Source -

==========

Gabrielle (Giroux) Bertrand est députée fédérale et épouse de Jean-Jacques Bertrand. Elle est élue députée du Parti progressiste-conservateur du Canada dans Brome—Missisquoi en 1984 et réélue en 1988. Elle ne se représente pas en 1993. Elle est secrétaire parlementaire du ministre de la Santé nationale et du Bien-être social de 1984 à 1986 et du ministre de la Consommation et des Corporations de 1986 à 1987.

Photographie de Gabrielle (Giroux) Bertrand. Janvier 1970.

Bibliothèque et Archives nationale du Québec

Photo Gaby (Gabriel Desmarais)

Jean-François Bertrand est ministre et le fils de Jean-Jacques Bertrand. Il est élu député du Parti Québécois dans Vanier en 1976 et réélu en 1981. Il est adjoint parlementaire au ministre des Travaux publics et de l'Approvisionnement à compter du 1er mars 1978. Il est leader parlementaire adjoint du gouvernement du 3 octobre 1978 au 12 mars 1981. Il est ministre des Communications dans le cabinet Lévesque du 30 avril 1981 au 3 octobre 1985 et dans le cabinet Johnson (Pierre Marc) du 3 octobre au 12 décembre 1985. Il est leader parlementaire du gouvernement du 23 février 1982 au 5 mars 1984 et leader parlementaire adjoint du 12 mars 1984 au 23 octobre 1985. Il est ministre responsable de l'Accès aux documents des organismes publics et protection des renseignements personnels du 29 septembre 1982 au 3 octobre 1985. Il est défait en 1985. Il es élu chef du Progrès civique de Québec le 29 mai 1989. Il est candidat défait à la mairie de Québec le 5 novembre 1989. Il est candidat du Bloc Québécois défait dans Brome-Missisquoi à l'élection partielle fédérale du 14 février 1995. Il est conseiller politique au cabinet de Lucien Bouchard, chef du Bloc Québécois, en 1995.

==========

Données extraites -
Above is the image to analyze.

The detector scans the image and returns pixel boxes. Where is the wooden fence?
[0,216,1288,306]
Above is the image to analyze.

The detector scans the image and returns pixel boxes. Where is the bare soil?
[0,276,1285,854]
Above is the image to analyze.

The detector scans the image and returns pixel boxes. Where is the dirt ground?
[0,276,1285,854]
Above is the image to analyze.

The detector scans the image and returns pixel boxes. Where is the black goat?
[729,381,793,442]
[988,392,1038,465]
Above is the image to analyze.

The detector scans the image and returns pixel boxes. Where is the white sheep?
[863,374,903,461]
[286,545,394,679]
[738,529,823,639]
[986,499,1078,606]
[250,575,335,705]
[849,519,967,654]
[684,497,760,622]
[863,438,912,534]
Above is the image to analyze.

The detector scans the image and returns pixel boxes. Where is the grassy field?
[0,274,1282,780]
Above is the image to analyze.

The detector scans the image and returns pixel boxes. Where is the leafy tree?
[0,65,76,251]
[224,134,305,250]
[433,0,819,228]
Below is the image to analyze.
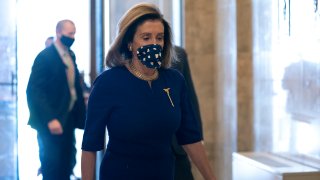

==========

Consigne A - D'après la source sur la famille Bertrand, pourquoi Gabrielle (Giroux) Bertrand n'est-elle plus députée de Brome—Missisquoi après 1993 ? Répondez en une à trois phrases.
Consigne B - Poursuivez la source sur la famille Bertrand à partir de sa dernière phrase.
Les enregistrements forment un matériau distinct de la source.

Réponse A - Élue en 1984 puis réélue en 1988, elle ne se représente pas à l'élection de 1993. Son mandat prend donc fin à ce moment.

Réponse B -
Affiche du candidat péquiste Jean-François Bertrand dans Vanier. Parti Québécois. 1976

Collection Dave Turcotte

Études

 

Le jeune Jean-Jacques débute ses études au Collège Sacré-Cœur à Sainte-Agathe, puis il se rend au Juvénat des Oblats à Ottawa et obtient son baccalauréat ès arts au Séminaire de Saint-Hyacinthe tout comme les premiers ministres Gédéon Ouimet, Joseph-Adolphe Chapleau, Honoré Mercier et Daniel Johnson père.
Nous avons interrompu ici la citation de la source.